• Tasks to perform
a) List every identifier in the perf sampling thread that begins with "PERF_".
b) Resume the perf sampling thread, starting right after its final sentence.

OK, I see relevant PERF_MEM_S bits in arch/powerpc/perf/isa207-common.c:
isa207_find_source now, thanks.

>> For IBS, I see PERF_SAMPLE_ADDR and PERF_SAMPLE_PHYS_ADDR can be
>> used for the ld/st target addresses, too.
>>
>>>> What's needed here is a vendor-specific extended
>>>> sample information that all these technologies gather,
>>>> of which things like e.g., 'L1 TLB cycle latency' we
>>>> all should have in common.
>>> Yes. We will include fields to capture the latency cycles (like Issue
>>> latency, Instruction completion latency etc..) along with other pipeline
>>> details in the proposed structure.
>> Latency figures are just an example, and from what I
>> can tell, struct perf_sample_data already has a 'weight' member,
>> used with PERF_SAMPLE_WEIGHT, that is used by intel-pt to
>> transfer memory access latency figures.  Granted, that's
>> a bad name given all other vendors don't call latency
>> 'weight'.

Lines of data

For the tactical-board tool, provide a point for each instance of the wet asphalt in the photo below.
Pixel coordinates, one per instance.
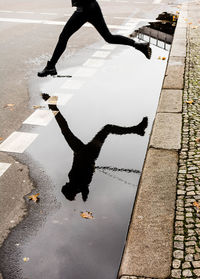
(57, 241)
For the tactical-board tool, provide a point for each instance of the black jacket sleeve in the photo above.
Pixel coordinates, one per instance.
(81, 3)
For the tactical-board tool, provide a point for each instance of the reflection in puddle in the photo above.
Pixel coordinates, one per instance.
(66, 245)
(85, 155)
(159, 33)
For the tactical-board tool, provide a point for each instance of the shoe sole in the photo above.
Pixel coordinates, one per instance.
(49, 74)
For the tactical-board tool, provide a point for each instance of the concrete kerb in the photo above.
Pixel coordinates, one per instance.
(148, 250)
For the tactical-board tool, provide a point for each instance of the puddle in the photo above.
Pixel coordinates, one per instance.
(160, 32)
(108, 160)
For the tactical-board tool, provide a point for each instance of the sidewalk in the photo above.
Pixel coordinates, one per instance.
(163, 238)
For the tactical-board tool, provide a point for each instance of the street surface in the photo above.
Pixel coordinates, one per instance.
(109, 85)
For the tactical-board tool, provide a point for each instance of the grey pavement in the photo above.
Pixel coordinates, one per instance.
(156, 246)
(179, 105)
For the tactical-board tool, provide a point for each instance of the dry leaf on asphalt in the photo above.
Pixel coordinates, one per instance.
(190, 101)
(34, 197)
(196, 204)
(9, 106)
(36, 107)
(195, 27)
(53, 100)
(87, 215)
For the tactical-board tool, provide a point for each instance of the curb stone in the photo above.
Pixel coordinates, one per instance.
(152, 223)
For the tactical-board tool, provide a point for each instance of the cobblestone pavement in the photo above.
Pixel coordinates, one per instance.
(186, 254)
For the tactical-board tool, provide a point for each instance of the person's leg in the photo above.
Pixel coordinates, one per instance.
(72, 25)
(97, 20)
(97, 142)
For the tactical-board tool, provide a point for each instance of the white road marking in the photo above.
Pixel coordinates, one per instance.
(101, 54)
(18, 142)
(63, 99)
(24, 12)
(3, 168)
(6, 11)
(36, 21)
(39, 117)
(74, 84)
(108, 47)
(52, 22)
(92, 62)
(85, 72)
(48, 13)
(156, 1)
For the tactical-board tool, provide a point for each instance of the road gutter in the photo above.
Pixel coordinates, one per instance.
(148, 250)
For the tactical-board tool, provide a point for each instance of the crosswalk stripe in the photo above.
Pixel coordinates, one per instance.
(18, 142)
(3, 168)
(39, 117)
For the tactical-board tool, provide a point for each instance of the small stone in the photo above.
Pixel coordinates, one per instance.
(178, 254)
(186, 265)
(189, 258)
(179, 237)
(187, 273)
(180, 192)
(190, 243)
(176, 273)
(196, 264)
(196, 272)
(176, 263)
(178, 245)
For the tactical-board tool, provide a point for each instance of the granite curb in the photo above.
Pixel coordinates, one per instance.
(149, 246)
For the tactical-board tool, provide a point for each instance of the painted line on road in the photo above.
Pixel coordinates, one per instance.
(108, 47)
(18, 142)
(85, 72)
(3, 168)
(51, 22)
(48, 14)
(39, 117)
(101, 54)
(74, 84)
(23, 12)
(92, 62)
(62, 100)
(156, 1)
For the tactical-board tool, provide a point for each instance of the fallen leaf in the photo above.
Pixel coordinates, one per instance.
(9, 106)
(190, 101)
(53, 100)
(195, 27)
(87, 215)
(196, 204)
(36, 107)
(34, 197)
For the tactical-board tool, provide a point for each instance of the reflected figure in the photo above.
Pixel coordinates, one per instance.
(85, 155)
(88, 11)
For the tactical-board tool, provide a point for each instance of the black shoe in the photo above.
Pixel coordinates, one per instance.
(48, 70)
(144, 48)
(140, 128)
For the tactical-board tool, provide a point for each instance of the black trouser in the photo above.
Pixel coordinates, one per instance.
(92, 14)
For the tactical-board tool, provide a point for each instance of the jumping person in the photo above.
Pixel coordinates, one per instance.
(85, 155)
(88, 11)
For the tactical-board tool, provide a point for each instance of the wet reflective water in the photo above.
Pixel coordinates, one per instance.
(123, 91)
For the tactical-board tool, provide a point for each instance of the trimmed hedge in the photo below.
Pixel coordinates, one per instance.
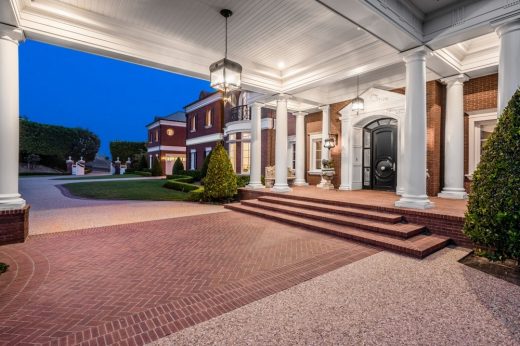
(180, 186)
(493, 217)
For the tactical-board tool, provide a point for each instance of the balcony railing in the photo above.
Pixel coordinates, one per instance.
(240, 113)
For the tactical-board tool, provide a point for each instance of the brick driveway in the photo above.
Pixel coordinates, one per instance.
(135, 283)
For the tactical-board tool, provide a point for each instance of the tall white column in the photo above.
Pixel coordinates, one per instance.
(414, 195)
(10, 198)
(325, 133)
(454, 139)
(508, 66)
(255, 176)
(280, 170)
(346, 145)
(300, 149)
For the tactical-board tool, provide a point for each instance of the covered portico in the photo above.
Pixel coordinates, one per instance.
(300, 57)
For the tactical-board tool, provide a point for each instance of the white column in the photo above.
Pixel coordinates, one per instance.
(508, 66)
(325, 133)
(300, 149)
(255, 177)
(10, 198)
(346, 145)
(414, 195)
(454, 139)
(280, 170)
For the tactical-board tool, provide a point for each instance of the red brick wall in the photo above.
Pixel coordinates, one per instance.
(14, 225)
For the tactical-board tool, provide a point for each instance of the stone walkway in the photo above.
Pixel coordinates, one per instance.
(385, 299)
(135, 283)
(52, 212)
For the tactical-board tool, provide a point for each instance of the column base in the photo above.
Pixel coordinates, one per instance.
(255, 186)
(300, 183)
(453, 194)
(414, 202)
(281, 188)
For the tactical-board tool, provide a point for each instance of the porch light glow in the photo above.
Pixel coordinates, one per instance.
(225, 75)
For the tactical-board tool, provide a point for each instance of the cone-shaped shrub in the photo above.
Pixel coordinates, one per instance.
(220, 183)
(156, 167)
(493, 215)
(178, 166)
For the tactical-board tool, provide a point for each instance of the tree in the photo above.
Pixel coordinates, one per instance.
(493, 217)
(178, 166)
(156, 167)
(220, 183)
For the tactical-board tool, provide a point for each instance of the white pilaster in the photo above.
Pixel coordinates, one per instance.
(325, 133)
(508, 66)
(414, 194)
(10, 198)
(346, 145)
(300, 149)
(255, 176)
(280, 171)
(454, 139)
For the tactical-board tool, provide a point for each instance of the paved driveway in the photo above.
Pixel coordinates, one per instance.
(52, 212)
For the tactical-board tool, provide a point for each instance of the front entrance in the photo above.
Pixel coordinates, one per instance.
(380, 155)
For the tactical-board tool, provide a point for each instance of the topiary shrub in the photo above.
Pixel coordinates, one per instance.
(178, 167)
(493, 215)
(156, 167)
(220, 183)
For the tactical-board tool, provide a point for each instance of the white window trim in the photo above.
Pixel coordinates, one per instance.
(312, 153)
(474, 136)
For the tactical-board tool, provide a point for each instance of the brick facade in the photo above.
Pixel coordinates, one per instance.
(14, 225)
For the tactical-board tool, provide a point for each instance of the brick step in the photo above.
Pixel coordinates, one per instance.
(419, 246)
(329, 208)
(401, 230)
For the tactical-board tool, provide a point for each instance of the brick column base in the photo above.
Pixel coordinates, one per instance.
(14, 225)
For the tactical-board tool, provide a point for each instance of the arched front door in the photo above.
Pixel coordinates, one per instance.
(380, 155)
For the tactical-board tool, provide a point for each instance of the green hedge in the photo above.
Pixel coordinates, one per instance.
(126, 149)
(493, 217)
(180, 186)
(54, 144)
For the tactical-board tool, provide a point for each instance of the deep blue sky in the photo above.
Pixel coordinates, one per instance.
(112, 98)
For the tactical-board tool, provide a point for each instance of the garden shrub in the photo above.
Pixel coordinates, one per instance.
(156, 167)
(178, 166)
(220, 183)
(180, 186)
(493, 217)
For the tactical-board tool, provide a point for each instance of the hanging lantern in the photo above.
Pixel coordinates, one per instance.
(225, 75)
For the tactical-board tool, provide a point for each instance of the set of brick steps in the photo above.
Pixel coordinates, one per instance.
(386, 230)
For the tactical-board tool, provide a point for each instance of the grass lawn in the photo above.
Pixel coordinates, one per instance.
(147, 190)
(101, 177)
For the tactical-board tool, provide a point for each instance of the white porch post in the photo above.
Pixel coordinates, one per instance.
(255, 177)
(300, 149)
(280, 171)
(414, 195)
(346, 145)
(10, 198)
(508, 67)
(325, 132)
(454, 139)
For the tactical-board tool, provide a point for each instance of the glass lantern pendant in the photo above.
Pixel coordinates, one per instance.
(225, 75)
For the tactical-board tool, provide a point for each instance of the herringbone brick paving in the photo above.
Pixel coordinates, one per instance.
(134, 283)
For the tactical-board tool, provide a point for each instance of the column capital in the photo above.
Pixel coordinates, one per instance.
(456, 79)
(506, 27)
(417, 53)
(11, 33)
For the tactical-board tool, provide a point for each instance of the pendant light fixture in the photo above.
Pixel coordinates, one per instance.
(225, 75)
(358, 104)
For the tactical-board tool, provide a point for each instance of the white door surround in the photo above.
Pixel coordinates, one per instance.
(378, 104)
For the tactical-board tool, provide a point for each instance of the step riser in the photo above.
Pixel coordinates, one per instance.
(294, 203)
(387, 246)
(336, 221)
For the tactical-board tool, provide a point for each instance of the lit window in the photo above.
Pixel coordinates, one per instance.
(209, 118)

• Results in order
a) PERF_MEM_S, PERF_SAMPLE_ADDR, PERF_SAMPLE_PHYS_ADDR, PERF_SAMPLE_WEIGHT

b)
>>
>> I didn't see any latency figures coming out of POWER9,
>> and do not expect this patchseries to implement those
>> of other vendors, e.g., AMD's IBS; leave each vendor
>> to amend perf to suit their own h/w output please.
> 
> Reference structure proposed in this patchset did not have members
> to capture latency info for that exact reason. But idea here is to
> abstract  as vendor specific as possible. So if we include u16 array,
> then this format can also capture data from IBS since it provides
> few latency details.

OK, that sounds a bit different from the 6 x u8's + 1 u16 padded
struct presented in this patchset.

IBS Ops can report e.g.:

15 tag-to-retire cycles bits,
15 completion to retire count bits,
15 L1 DTLB refill latency bits,
15 DC miss latency bits,
5 outstanding memory requests on mem refill bits, and so on.

IBS Fetch reports 15 bits of fetch latency, and another 16
for iTLB latency, among others.

Some of these may/may not be valid simultaneously, and
there are IBS specific rules to establish validity.

>> My main point there, however, was that each vendor should
>> use streamlined record-level code to just copy the data
>> in the proprietary format that their hardware produces,
>> and then then perf tooling can synthesize the events
>> from the raw data at report/script/etc. time.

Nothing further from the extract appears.